◆ Teks Sumber:
******************************
Senior saya sering bangga saat menerima pemberian-pemberian dari anak didik. Tidak sedikit para pendidik juga menghubungi para anak didik ketika membutuhkan sesuatu. Dianggap sebagai hubungan mutualisme yang seharusnya tidak boleh. Apalagi untuk kebutuhan yang besar dan membuat seseorang bisa ketergantuangan terhadap orang lain yang mengharuskan ada balas jasa. Tidak mungkin hal ini ditolak tanpa melibatkan mentalitas dan ideologi.
Secara sederhana, melalui kamus bahasa, ideologi dapat dimaknai sebagai satu bangunan sistem kepercayaan yang menerangkan dan membenarkan sesuatu hal yang dicita-citakan dan memberikan strategi untuk mencapainya. Kepercayaan itu sendiri melingkupi nilai, ide, norma, kepercayaan, dan keyakinan yang dimiliki hingga menjadi dasar dalam menentukan sikap dan perilaku.
Cita-cita antikorupsi, ketika dikaitkan dengan ideologi, maka cita-cita itu menusuk hingga sistem kepercayaan. Orang atau sekelompok orang yang antikorupsi dikuatkan oleh nilai, ide, norma, kepercayaan, dan keyakinan yang dimilikinya bahwa sikap dan perilaku korupsi memang buruk. Salah satu ruang yang berpotensi untuk menggerakkan sistem kepercayaan semacam itu adalah perguruan tinggi. Tempat ini proses pendidikan, pengajaran, dan daur-ulangnya berlangsung. Kata-kata tinggi dari perguruan tinggi, menggambarkan tingkat pendidikan yang berbeda dari strata di bawahnya.
******************************
◆ Baris Data:
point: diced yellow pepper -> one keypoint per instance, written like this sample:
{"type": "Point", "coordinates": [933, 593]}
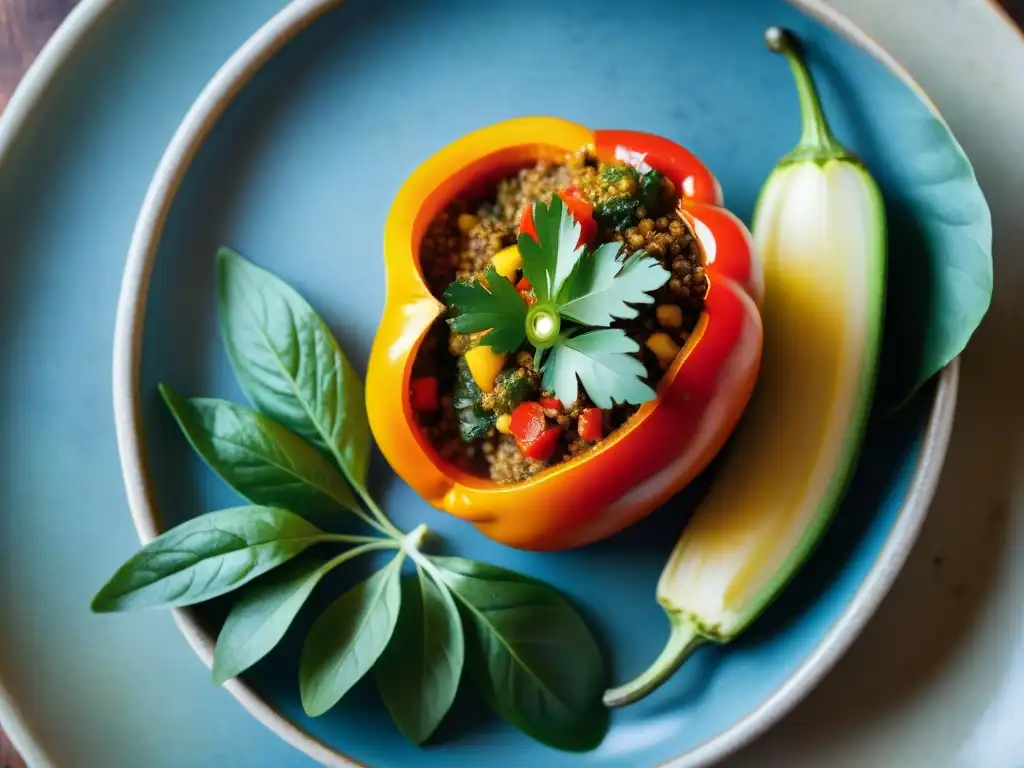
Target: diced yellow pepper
{"type": "Point", "coordinates": [508, 261]}
{"type": "Point", "coordinates": [484, 365]}
{"type": "Point", "coordinates": [664, 348]}
{"type": "Point", "coordinates": [670, 315]}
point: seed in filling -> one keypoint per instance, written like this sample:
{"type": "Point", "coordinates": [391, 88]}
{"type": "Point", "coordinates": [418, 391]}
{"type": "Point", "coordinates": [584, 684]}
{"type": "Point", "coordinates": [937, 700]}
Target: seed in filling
{"type": "Point", "coordinates": [471, 428]}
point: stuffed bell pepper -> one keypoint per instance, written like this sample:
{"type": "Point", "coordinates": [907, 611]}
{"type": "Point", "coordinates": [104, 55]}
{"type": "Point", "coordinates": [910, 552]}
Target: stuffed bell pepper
{"type": "Point", "coordinates": [571, 330]}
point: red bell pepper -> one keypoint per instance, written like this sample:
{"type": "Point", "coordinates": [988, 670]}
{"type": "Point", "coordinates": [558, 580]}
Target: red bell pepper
{"type": "Point", "coordinates": [590, 425]}
{"type": "Point", "coordinates": [579, 208]}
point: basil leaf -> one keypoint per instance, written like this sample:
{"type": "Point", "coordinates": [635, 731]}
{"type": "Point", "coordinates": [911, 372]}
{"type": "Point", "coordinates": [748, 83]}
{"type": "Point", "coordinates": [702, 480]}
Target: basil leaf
{"type": "Point", "coordinates": [529, 653]}
{"type": "Point", "coordinates": [290, 365]}
{"type": "Point", "coordinates": [206, 557]}
{"type": "Point", "coordinates": [262, 614]}
{"type": "Point", "coordinates": [418, 674]}
{"type": "Point", "coordinates": [939, 282]}
{"type": "Point", "coordinates": [348, 638]}
{"type": "Point", "coordinates": [259, 458]}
******************************
◆ Soal dan Tugas:
• a. Ringkas teks tentang ideologi antikorupsi dalam dua kalimat.
• b. Terjemahkan kalimat dari teks tentang ideologi antikorupsi ini ke dalam bahasa Inggris: "Salah satu ruang yang berpotensi untuk menggerakkan sistem kepercayaan semacam itu adalah perguruan tinggi."
• c. Salin kata demi kata bagian teks tentang ideologi antikorupsi mulai dari "Secara sederhana, melalui" sampai dengan "sikap dan perilaku.".

◆ Jawaban Latihan:
• a. Pemberian dari anak didik kepada pendidik dan permintaan pendidik kepada anak didik dianggap sebagai hubungan mutualisme yang seharusnya tidak boleh, dan hal ini tidak mungkin ditolak tanpa melibatkan mentalitas dan ideologi. Ideologi dimaknai sebagai sistem kepercayaan yang menjadi dasar sikap dan perilaku, cita-cita antikorupsi yang dikaitkan dengan ideologi menusuk hingga sistem kepercayaan itu, dan perguruan tinggi adalah salah satu ruang yang berpotensi menggerakkannya.

• b. One space with the potential to mobilize such a belief system is higher education.

• c.
Secara sederhana, melalui kamus bahasa, ideologi dapat dimaknai sebagai satu bangunan sistem kepercayaan yang menerangkan dan membenarkan sesuatu hal yang dicita-citakan dan memberikan strategi untuk mencapainya. Kepercayaan itu sendiri melingkupi nilai, ide, norma, kepercayaan, dan keyakinan yang dimiliki hingga menjadi dasar dalam menentukan sikap dan perilaku.